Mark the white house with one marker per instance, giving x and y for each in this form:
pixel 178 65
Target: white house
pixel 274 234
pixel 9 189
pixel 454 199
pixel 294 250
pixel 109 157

_TASK PROMPT_
Swap "white house" for "blue house" throughout the items and write them out again with nothing else changed.

_EXERCISE ANSWER_
Mark the blue house with one marker per instance, giving x and y for each in this form:
pixel 178 65
Target: blue house
pixel 274 234
pixel 9 189
pixel 454 199
pixel 294 250
pixel 109 157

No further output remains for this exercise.